↓

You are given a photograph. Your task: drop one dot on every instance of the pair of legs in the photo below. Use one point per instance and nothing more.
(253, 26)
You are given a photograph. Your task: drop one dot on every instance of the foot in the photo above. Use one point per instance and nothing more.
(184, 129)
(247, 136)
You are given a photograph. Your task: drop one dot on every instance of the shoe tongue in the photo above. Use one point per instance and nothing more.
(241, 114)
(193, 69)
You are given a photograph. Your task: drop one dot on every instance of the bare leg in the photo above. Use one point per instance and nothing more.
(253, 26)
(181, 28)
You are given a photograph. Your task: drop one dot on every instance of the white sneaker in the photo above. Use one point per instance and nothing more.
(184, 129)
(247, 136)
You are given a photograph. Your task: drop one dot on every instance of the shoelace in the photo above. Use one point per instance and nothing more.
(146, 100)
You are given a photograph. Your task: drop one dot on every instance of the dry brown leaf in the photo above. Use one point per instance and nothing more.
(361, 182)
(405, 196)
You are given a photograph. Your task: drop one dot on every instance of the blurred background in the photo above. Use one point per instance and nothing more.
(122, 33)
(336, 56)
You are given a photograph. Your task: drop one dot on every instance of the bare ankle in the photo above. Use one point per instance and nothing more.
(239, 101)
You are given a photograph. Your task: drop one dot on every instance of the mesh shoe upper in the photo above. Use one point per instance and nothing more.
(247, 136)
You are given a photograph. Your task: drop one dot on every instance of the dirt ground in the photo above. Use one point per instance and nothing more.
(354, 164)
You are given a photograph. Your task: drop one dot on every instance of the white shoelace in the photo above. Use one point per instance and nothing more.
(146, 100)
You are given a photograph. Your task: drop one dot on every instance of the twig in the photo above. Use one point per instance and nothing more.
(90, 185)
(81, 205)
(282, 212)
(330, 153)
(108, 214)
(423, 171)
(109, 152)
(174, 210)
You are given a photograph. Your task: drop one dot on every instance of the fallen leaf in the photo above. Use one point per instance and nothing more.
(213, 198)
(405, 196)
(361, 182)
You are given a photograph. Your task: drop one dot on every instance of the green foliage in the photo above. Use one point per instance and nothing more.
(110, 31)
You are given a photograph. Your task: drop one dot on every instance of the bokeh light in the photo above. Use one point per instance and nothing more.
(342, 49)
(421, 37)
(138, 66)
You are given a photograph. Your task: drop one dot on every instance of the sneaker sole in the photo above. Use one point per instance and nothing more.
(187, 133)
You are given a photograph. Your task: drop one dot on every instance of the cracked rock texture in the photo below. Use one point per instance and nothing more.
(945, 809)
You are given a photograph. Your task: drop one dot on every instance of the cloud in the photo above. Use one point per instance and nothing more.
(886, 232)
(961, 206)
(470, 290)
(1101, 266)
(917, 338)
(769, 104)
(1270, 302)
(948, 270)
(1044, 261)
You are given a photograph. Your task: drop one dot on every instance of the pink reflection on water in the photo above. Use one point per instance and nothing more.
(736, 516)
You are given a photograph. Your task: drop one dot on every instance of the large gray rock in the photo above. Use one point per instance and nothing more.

↑

▶ _Work to be completed_: Lay out every line of the material above as a Markdown table with two columns, Row and Line. Number each row and leave out blank lines.

▶ _Answer_:
| Row | Line |
|---|---|
| 1 | You are given a photograph. Your task: drop one dot on every instance of the pair of legs in the photo below. Use one point per instance and nothing more. |
| 2 | (253, 26) |
| 3 | You are given a photograph. Your task: drop one dot on every instance of the foot in the photo above. Use one point per instance and nothing more. |
| 4 | (184, 129) |
| 5 | (247, 136) |
| 6 | You are given a photograph. Your task: drop one dot on every instance of the shoe tongue in the photo above. Use one point per instance and nothing more. |
| 7 | (241, 114) |
| 8 | (193, 69) |
| 9 | You are given a photograph. Your task: drop one dot on every instance of the bare leg in the photo above. Use one point per instance and nothing more. |
| 10 | (253, 26) |
| 11 | (181, 28) |
| 12 | You are given a photograph. Your task: drop one dot on every instance of the white sneaker in the photo above. Use one point per instance and nothing more. |
| 13 | (184, 129) |
| 14 | (247, 136) |
| 15 | You are given a photograph. Your task: drop one dot on every instance of the shoelace in the photo above. Use one point per instance and nothing more. |
| 16 | (146, 100) |
| 17 | You are given a photograph. Your task: drop one dot on every instance of the dry brown leaf in the photo above. Use one point per instance and nothing more. |
| 18 | (361, 182) |
| 19 | (405, 196) |
| 20 | You are given a photograph. Your task: drop one dot on every instance of the blurred background in the photo above. Use one point per instance and nothing more. |
| 21 | (122, 33) |
| 22 | (336, 56) |
| 23 | You are given a photograph. Your task: drop one dot on every instance of the bare ankle in the photo above. Use one point per instance and nothing more. |
| 24 | (239, 101) |
| 25 | You are given a photograph. Your task: drop one dot on every instance of the mesh shoe upper in the photo above. Use one point per instance and nothing more. |
| 26 | (247, 136) |
| 27 | You are given a photograph. Your task: drop one dot on every instance of the dirt ground in the photo above. Use one point per instance and nothing more. |
| 28 | (354, 164) |
| 29 | You are given a photograph. Your task: drop one dot on every instance of the white shoelace in the photo above. Use one point per instance and nothing more. |
| 30 | (146, 100) |
| 31 | You are given a photograph. Your task: drop one dot on every instance of the twig in the photo above. Use one point per instance and nothing more. |
| 32 | (90, 185) |
| 33 | (81, 205) |
| 34 | (282, 212) |
| 35 | (330, 153) |
| 36 | (108, 214) |
| 37 | (423, 171) |
| 38 | (109, 152) |
| 39 | (174, 210) |
| 40 | You are given a photograph. Your task: drop one dot on every instance of the fallen leaf in the photo above. Use one point per instance and nothing more. |
| 41 | (213, 198) |
| 42 | (405, 196) |
| 43 | (361, 182) |
| 44 | You are given a photograph. Your task: drop one dot on every instance of the green foliage in the photo above. Use one point per instance and nothing more. |
| 45 | (110, 31) |
| 46 | You are given a photograph. Your task: drop one dot on every instance of the bokeh light in the photo above. Use one point per instance and nothing more. |
| 47 | (342, 49) |
| 48 | (421, 37) |
| 49 | (138, 66) |
| 50 | You are given a photograph. Your task: drop one dot on every instance of the sneaker sole in the photo above. Use one point per instance and nothing more. |
| 51 | (187, 133) |
| 52 | You are given a photograph. Your task: drop one dot on every instance of the cracked rock texture in the photo below. Use one point per instance and nothing more. |
| 53 | (945, 809) |
| 54 | You are given a photograph. Your task: drop one dot on every instance of the cloud in the photo above. Use one point per instance and nothing more. |
| 55 | (886, 232) |
| 56 | (961, 206) |
| 57 | (470, 290) |
| 58 | (1101, 266) |
| 59 | (917, 338) |
| 60 | (769, 104) |
| 61 | (1270, 302) |
| 62 | (948, 270) |
| 63 | (1044, 261) |
| 64 | You are given a photograph. Your task: drop one dot on every instance of the pink reflection on water in the photo above. Use one point per instance and nothing more. |
| 65 | (736, 516) |
| 66 | You are given a photograph. Your task: drop one dot on every instance of the large gray rock in the photo above. Use one point per instance and nothing more. |